■ **PROBLEM DESCRIPTION**:
Format all of the material below as a numbered list with one item per line, skipping blank lines and leaving out the pictures.
※
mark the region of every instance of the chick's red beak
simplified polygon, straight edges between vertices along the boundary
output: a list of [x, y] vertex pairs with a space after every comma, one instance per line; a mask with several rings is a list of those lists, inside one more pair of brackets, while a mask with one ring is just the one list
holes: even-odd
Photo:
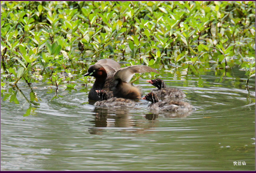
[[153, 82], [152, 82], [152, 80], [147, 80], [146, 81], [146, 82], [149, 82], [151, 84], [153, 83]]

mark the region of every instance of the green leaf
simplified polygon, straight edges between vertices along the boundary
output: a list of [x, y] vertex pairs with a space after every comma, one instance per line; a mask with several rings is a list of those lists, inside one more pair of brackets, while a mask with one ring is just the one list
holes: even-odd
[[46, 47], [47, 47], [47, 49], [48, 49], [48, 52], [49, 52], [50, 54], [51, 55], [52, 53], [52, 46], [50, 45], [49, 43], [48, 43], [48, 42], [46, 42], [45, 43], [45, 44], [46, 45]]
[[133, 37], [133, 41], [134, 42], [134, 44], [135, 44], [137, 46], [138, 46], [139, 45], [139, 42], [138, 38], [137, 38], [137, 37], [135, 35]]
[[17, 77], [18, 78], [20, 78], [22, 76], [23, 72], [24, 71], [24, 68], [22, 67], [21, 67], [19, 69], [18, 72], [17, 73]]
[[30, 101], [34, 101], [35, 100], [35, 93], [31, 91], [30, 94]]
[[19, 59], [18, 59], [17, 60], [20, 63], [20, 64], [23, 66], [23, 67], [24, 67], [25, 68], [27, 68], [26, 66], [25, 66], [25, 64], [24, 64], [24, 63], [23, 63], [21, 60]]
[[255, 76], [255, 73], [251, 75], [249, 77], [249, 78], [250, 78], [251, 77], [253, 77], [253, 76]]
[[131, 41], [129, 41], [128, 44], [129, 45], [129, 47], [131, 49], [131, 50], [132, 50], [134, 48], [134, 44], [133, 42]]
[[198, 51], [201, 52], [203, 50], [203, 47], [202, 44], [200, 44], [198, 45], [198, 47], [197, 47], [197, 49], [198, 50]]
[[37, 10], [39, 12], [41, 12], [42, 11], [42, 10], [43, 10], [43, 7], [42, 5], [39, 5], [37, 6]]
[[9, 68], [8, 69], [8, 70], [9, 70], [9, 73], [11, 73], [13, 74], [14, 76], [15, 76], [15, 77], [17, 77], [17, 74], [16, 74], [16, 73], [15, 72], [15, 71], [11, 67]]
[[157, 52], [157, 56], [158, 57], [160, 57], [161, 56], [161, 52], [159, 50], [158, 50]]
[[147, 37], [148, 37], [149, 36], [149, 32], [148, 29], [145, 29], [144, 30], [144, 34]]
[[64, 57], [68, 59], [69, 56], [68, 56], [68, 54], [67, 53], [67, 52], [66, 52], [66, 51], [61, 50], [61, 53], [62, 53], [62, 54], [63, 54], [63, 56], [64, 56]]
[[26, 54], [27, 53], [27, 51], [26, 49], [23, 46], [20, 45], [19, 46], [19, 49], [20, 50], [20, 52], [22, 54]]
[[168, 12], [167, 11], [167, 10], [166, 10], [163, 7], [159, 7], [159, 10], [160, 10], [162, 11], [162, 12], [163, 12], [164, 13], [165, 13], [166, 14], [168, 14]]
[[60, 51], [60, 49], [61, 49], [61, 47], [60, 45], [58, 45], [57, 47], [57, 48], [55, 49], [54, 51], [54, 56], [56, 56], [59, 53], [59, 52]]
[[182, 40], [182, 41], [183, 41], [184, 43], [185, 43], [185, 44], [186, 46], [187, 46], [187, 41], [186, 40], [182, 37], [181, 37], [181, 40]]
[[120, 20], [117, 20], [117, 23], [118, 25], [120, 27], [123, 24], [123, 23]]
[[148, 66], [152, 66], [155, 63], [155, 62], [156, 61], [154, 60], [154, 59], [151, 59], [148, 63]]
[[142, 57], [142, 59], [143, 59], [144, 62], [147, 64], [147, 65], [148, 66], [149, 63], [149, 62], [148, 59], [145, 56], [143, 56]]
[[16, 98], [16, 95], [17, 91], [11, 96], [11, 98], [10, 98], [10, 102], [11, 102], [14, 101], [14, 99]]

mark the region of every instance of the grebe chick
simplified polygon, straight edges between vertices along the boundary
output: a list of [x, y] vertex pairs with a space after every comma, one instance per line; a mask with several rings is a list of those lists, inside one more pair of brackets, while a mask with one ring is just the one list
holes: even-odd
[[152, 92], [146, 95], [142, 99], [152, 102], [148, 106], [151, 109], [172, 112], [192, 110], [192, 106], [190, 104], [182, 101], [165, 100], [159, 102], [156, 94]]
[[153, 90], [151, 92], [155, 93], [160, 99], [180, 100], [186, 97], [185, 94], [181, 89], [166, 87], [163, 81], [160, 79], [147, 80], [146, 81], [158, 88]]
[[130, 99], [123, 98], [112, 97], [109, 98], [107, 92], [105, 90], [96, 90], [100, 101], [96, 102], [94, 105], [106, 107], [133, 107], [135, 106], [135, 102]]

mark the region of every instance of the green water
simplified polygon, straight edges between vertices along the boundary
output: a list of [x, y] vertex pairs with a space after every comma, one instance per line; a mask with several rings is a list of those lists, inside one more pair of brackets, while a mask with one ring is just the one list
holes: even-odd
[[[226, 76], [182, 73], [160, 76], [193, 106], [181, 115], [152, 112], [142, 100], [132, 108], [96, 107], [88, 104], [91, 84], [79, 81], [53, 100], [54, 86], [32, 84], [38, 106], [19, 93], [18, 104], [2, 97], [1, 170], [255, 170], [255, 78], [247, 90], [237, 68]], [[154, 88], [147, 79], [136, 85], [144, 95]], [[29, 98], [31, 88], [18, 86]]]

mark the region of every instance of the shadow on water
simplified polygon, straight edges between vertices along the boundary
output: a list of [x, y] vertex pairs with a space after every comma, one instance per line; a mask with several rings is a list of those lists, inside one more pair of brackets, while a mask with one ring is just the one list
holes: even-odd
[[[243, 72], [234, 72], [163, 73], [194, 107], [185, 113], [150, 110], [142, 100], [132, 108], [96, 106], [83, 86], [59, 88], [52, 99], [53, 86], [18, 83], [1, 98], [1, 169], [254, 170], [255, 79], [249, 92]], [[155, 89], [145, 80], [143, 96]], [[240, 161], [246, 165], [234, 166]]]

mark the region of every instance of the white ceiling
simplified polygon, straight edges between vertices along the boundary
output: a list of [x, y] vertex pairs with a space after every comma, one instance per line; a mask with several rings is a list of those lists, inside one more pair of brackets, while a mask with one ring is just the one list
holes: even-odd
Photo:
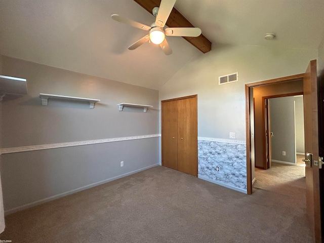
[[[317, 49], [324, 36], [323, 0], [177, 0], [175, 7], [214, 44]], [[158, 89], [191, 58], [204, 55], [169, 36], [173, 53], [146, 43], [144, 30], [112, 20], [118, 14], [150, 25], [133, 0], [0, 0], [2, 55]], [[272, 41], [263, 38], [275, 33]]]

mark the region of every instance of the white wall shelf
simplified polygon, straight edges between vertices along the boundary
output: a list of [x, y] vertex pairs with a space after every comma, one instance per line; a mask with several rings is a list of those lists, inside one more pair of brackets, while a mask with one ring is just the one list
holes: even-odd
※
■ **ANSWER TO THE EXERCISE**:
1. mark the region of every instance of the chick's red beak
2. simplified polygon, straight edges between vertices along the boundary
3. output: a list of [x, y] vertex pairs with a space after every comma, one instance per line; a mask with several rings is a list of those lists, inside one more pair of brackets, while a mask with one ring is just the one list
4. holes: even-odd
5. Photo:
6. [[153, 82], [152, 82], [152, 80], [147, 80], [146, 81], [146, 82], [149, 82], [151, 84], [153, 83]]
7. mark the region of every instance of the green leaf
8. simplified polygon, straight edges between vertices along the boundary
9. output: a list of [x, y] vertex pairs with a space after every comma, one instance per line; a mask with several rings is a list of those lists, inside one more pair of brackets, while a mask with one ring is just the one list
10. holes: even-odd
11. [[46, 47], [47, 47], [47, 49], [48, 49], [48, 52], [49, 52], [50, 54], [51, 55], [52, 53], [52, 46], [50, 45], [49, 43], [48, 43], [48, 42], [46, 42], [45, 43], [45, 44], [46, 45]]
12. [[133, 37], [133, 41], [134, 42], [134, 44], [135, 44], [137, 46], [138, 46], [139, 45], [139, 42], [138, 38], [137, 38], [137, 37], [135, 35]]
13. [[17, 77], [18, 78], [20, 78], [22, 76], [23, 72], [24, 71], [24, 68], [22, 67], [21, 67], [19, 69], [18, 72], [17, 73]]
14. [[30, 101], [34, 101], [35, 100], [35, 93], [31, 91], [30, 94]]
15. [[19, 59], [18, 59], [17, 60], [20, 63], [20, 64], [23, 66], [23, 67], [24, 67], [25, 68], [27, 68], [26, 66], [25, 66], [25, 64], [24, 64], [24, 63], [23, 63], [21, 60]]
16. [[255, 76], [255, 73], [251, 75], [249, 77], [249, 78], [250, 78], [251, 77], [253, 77], [253, 76]]
17. [[131, 41], [129, 41], [128, 44], [129, 45], [129, 47], [131, 49], [131, 50], [132, 50], [134, 48], [134, 44], [133, 42]]
18. [[198, 51], [201, 52], [203, 50], [203, 47], [202, 44], [200, 44], [198, 45], [198, 47], [197, 47], [197, 49], [198, 50]]
19. [[37, 10], [39, 12], [41, 12], [42, 11], [42, 10], [43, 10], [43, 7], [42, 5], [39, 5], [37, 6]]
20. [[9, 68], [8, 69], [8, 70], [9, 70], [9, 73], [11, 73], [13, 74], [14, 76], [15, 76], [15, 77], [17, 77], [17, 74], [16, 74], [16, 73], [15, 72], [15, 71], [11, 67]]
21. [[157, 52], [157, 56], [158, 57], [160, 57], [161, 56], [161, 52], [159, 50], [158, 50]]
22. [[147, 37], [148, 37], [149, 36], [149, 32], [148, 29], [145, 29], [144, 30], [144, 34]]
23. [[64, 57], [68, 59], [69, 56], [68, 56], [68, 54], [67, 53], [67, 52], [66, 52], [66, 51], [61, 50], [61, 53], [62, 53], [62, 54], [63, 54], [63, 56], [64, 56]]
24. [[26, 54], [27, 53], [27, 51], [26, 49], [23, 46], [20, 45], [19, 46], [19, 49], [20, 50], [20, 52], [22, 54]]
25. [[168, 12], [167, 11], [167, 10], [166, 10], [163, 7], [159, 7], [159, 10], [160, 10], [162, 11], [162, 12], [163, 12], [164, 13], [165, 13], [166, 14], [168, 14]]
26. [[60, 51], [60, 49], [61, 49], [61, 47], [60, 45], [58, 45], [57, 47], [57, 48], [55, 49], [54, 51], [54, 56], [56, 56], [59, 53], [59, 52]]
27. [[182, 40], [182, 41], [183, 41], [184, 43], [185, 43], [185, 44], [186, 46], [187, 46], [187, 41], [186, 40], [182, 37], [181, 37], [181, 40]]
28. [[120, 20], [117, 20], [117, 23], [118, 25], [120, 27], [123, 24], [123, 23]]
29. [[148, 66], [152, 66], [155, 63], [155, 62], [156, 61], [154, 60], [154, 59], [151, 59], [148, 63]]
30. [[142, 57], [142, 59], [143, 59], [144, 62], [147, 64], [147, 65], [148, 66], [149, 63], [149, 62], [148, 59], [145, 56], [143, 56]]
31. [[16, 98], [16, 95], [17, 91], [11, 96], [11, 98], [10, 98], [10, 102], [11, 102], [14, 101], [14, 99]]
32. mark the region of every instance of the grebe chick
33. simplified polygon, straight edges between vertices along the boundary
34. output: a list of [x, y] vertex pairs with a space after every comma, one instance per line; a mask with several rings is a list of those lists, inside one more pair of brackets, while a mask with one ring is just the one list
35. holes: even-odd
36. [[152, 92], [146, 95], [142, 99], [152, 102], [148, 106], [151, 109], [172, 112], [192, 110], [192, 106], [190, 104], [182, 101], [165, 100], [159, 102], [156, 94]]
37. [[153, 90], [151, 92], [155, 93], [160, 99], [180, 100], [186, 97], [185, 94], [181, 89], [166, 87], [163, 81], [160, 79], [147, 80], [146, 81], [158, 88]]
38. [[130, 99], [123, 98], [112, 97], [109, 98], [107, 92], [105, 90], [96, 90], [100, 101], [96, 102], [94, 105], [106, 107], [133, 107], [135, 106], [135, 102]]
39. mark the region of every instance of the green water
40. simplified polygon, straight edges between vertices along the boundary
41. output: a list of [x, y] vertex pairs with a space after every comma, one instance per line; a mask with several rings is a list of those lists, inside one more pair of brackets, while a mask with one ring is just the one list
42. holes: even-odd
43. [[[226, 76], [182, 73], [160, 76], [193, 106], [181, 115], [152, 112], [142, 100], [132, 108], [96, 107], [88, 104], [91, 84], [79, 81], [53, 100], [54, 86], [32, 84], [38, 106], [19, 93], [18, 104], [2, 97], [1, 170], [255, 170], [255, 78], [247, 90], [237, 68]], [[154, 88], [147, 79], [136, 85], [144, 95]], [[29, 98], [31, 88], [18, 86]]]
44. mark the region of every instance of the shadow on water
45. simplified polygon, straight edges between vertices along the boundary
46. output: a list of [x, y] vertex pairs with a space after every comma, one instance per line; a mask with several rings is a list of those lists, inside one more pair of brackets, while a mask with one ring is just the one list
47. holes: even-odd
48. [[[243, 72], [234, 72], [163, 73], [194, 107], [185, 113], [150, 110], [142, 100], [132, 108], [96, 106], [83, 86], [59, 88], [52, 99], [53, 86], [18, 83], [1, 98], [1, 169], [254, 170], [255, 79], [249, 92]], [[155, 89], [145, 80], [143, 96]], [[240, 161], [246, 165], [234, 166]]]
49. mark the region of every instance of the white ceiling
50. simplified polygon, straight edges between vertices along the boundary
51. output: a list of [x, y] vertex pairs with a space after every comma, one instance per line; a mask with several rings is a list of those lists, inside one more pair of brackets, while a mask with one ring is just the one list
52. holes: even-odd
53. Photo:
54. [[[317, 49], [324, 36], [323, 0], [177, 0], [175, 7], [214, 44]], [[158, 89], [191, 58], [204, 55], [169, 36], [173, 53], [146, 43], [144, 30], [112, 20], [118, 14], [150, 25], [133, 0], [0, 0], [2, 55]], [[272, 41], [263, 38], [275, 33]]]
55. mark the region of every instance of the white wall shelf
56. simplified polygon, straight edges between vertices along the boundary
57. output: a list of [x, y] vertex pairs with a space after every comma, one instance per line; a mask with several rings is a list of those lists, inside one more pair of brackets, while a mask with one ring is just the one list
58. holes: even-odd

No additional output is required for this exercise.